Exercise :: In the items below, write out the lines from the one containing "of the swimming" to the one containing "Target: swimming duck", both included, as a numbered list with blank lines dropped.

Data for processing ::
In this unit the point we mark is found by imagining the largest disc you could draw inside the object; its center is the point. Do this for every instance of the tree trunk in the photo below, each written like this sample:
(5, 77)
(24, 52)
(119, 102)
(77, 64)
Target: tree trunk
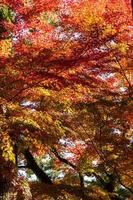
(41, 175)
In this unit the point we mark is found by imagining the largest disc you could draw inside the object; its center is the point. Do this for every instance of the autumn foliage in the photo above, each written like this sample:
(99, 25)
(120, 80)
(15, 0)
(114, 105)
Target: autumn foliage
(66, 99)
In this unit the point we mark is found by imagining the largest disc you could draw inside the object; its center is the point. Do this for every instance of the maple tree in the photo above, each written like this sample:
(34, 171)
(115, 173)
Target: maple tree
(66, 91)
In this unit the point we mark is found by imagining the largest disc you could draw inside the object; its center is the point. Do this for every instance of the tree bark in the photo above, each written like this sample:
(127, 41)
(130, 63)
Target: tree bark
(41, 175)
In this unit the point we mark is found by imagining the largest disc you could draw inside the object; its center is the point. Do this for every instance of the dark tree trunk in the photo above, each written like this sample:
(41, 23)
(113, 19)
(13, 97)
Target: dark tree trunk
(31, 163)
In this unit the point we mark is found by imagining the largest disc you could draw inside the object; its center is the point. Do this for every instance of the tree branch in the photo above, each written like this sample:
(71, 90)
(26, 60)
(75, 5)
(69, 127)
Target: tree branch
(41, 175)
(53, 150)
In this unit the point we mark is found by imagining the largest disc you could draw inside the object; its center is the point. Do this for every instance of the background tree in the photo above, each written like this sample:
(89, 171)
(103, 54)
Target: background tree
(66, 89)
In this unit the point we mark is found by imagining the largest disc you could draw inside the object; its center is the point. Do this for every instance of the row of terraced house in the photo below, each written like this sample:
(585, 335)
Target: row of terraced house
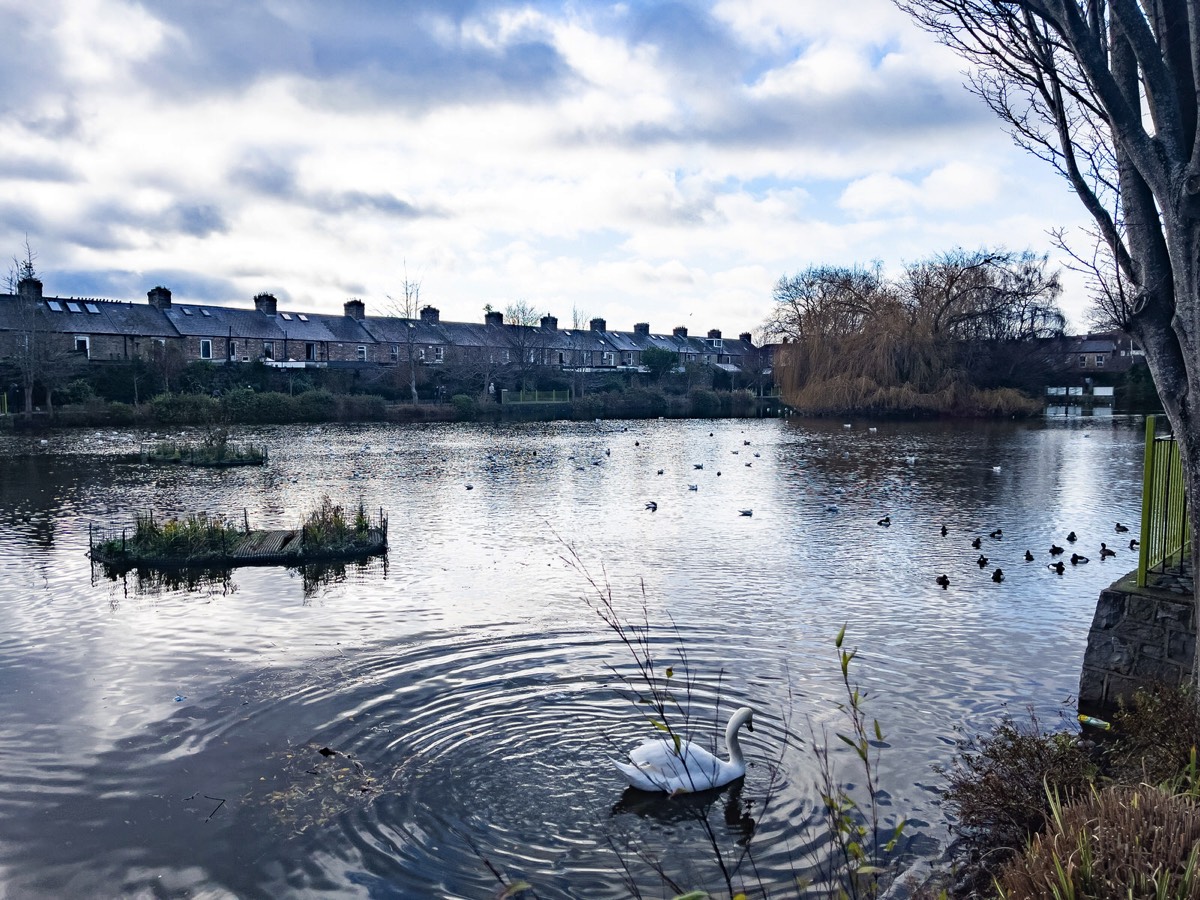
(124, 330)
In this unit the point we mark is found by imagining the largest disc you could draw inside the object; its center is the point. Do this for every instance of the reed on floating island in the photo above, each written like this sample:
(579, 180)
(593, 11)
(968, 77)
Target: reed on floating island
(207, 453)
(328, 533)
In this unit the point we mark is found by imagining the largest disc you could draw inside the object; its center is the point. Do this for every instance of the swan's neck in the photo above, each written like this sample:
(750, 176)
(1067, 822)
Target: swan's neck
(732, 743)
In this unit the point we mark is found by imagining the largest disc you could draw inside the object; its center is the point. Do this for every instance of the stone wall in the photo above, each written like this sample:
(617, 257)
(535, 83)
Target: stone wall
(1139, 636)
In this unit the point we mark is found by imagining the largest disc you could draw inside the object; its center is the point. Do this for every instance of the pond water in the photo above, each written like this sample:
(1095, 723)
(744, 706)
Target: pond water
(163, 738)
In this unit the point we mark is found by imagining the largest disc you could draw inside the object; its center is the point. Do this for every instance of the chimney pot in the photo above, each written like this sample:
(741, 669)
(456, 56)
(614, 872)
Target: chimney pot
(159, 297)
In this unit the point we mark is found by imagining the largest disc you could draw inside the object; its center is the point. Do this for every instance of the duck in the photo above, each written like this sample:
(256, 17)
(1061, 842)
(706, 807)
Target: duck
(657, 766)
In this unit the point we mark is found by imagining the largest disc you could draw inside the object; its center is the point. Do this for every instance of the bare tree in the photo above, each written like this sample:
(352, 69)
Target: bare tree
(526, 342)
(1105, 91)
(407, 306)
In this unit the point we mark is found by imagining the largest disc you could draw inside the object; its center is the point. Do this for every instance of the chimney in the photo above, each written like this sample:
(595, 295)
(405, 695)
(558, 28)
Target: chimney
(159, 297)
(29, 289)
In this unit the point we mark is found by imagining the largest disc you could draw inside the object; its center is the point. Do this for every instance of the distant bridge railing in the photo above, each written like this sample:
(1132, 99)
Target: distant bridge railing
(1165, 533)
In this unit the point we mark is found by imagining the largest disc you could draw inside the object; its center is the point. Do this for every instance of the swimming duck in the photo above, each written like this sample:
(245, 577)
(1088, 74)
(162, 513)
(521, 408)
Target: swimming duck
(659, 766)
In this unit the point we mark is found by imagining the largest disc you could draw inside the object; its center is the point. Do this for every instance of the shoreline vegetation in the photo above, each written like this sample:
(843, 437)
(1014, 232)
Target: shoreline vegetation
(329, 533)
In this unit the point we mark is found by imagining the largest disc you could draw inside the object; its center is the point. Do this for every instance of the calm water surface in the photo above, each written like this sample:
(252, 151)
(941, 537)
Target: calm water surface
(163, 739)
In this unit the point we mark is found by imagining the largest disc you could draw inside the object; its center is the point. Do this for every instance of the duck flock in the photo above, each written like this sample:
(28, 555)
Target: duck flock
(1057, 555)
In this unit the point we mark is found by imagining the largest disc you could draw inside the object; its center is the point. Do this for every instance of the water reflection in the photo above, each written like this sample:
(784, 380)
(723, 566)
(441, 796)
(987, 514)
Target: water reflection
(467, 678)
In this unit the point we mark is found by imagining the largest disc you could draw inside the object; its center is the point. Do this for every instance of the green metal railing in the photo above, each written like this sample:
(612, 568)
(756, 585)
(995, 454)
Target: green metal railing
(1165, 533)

---

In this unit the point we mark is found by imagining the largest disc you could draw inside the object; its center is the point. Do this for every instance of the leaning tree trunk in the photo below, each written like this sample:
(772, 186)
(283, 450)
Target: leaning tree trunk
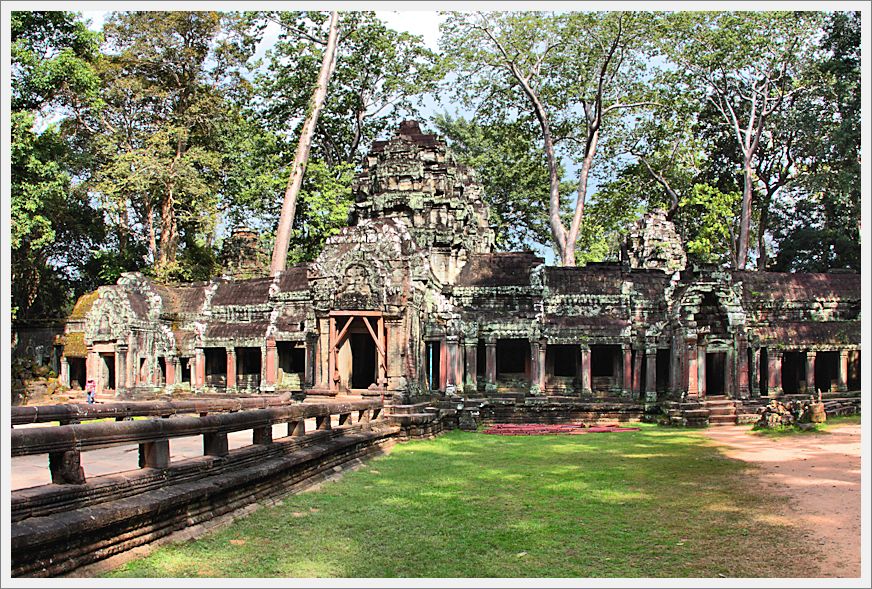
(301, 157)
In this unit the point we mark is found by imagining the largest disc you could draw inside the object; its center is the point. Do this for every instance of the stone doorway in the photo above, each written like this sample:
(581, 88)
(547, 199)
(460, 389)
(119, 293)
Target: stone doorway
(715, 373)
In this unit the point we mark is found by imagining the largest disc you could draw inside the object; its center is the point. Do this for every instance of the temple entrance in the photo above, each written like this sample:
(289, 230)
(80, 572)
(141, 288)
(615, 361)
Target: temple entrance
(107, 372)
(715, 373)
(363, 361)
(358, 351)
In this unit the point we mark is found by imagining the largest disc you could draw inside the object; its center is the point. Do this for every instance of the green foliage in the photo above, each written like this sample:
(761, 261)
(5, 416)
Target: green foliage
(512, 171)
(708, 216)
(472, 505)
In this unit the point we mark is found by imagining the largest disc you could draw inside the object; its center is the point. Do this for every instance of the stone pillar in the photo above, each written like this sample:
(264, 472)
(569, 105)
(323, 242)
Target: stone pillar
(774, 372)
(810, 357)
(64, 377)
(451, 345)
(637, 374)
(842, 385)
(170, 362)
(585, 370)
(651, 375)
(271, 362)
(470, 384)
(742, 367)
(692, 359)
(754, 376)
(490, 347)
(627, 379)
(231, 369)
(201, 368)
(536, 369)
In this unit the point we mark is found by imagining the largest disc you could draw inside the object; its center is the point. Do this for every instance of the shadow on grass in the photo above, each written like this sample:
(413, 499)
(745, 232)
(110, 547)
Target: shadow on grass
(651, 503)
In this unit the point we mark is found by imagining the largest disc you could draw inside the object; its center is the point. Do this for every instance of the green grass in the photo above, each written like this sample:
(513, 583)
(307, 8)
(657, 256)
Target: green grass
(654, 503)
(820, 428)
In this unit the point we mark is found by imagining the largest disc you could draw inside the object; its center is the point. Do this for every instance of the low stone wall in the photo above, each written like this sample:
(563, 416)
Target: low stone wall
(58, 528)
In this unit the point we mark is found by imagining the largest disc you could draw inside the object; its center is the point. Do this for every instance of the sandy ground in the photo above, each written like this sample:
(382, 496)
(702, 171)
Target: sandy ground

---

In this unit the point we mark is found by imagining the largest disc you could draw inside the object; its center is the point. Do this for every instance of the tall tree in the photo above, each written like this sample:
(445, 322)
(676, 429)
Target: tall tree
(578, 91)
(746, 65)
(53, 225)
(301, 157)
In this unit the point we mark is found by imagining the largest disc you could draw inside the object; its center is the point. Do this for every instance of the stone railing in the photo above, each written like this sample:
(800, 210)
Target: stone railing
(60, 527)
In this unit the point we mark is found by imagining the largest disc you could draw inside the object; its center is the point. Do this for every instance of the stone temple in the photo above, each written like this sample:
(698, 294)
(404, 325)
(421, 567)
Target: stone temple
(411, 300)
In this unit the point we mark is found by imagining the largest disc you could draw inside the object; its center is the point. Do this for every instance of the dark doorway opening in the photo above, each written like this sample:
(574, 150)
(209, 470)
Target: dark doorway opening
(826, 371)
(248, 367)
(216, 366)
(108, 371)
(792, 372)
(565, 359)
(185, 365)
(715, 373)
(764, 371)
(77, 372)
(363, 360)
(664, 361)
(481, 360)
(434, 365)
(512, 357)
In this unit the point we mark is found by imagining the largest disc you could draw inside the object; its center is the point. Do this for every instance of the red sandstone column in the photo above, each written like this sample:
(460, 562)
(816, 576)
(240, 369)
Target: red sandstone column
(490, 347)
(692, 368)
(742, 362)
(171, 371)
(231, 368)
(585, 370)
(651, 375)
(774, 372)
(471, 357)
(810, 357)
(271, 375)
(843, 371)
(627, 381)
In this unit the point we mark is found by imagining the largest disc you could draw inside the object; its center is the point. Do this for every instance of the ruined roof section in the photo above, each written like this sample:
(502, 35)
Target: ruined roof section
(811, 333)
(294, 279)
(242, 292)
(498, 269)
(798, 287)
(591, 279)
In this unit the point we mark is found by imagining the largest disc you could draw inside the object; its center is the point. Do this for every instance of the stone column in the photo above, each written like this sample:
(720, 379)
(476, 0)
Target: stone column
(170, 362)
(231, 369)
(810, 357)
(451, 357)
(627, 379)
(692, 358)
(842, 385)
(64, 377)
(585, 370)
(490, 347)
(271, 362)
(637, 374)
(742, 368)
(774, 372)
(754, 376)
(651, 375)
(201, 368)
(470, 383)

The response ::
1. In this unit the point we mark is found by imagining the largest disc you could draw inside the object; its center is the point. Do this for every instance of the swimming duck in the photo above, each written like this sample:
2. (245, 577)
3. (1088, 74)
4. (162, 513)
5. (521, 408)
6. Target: swimming duck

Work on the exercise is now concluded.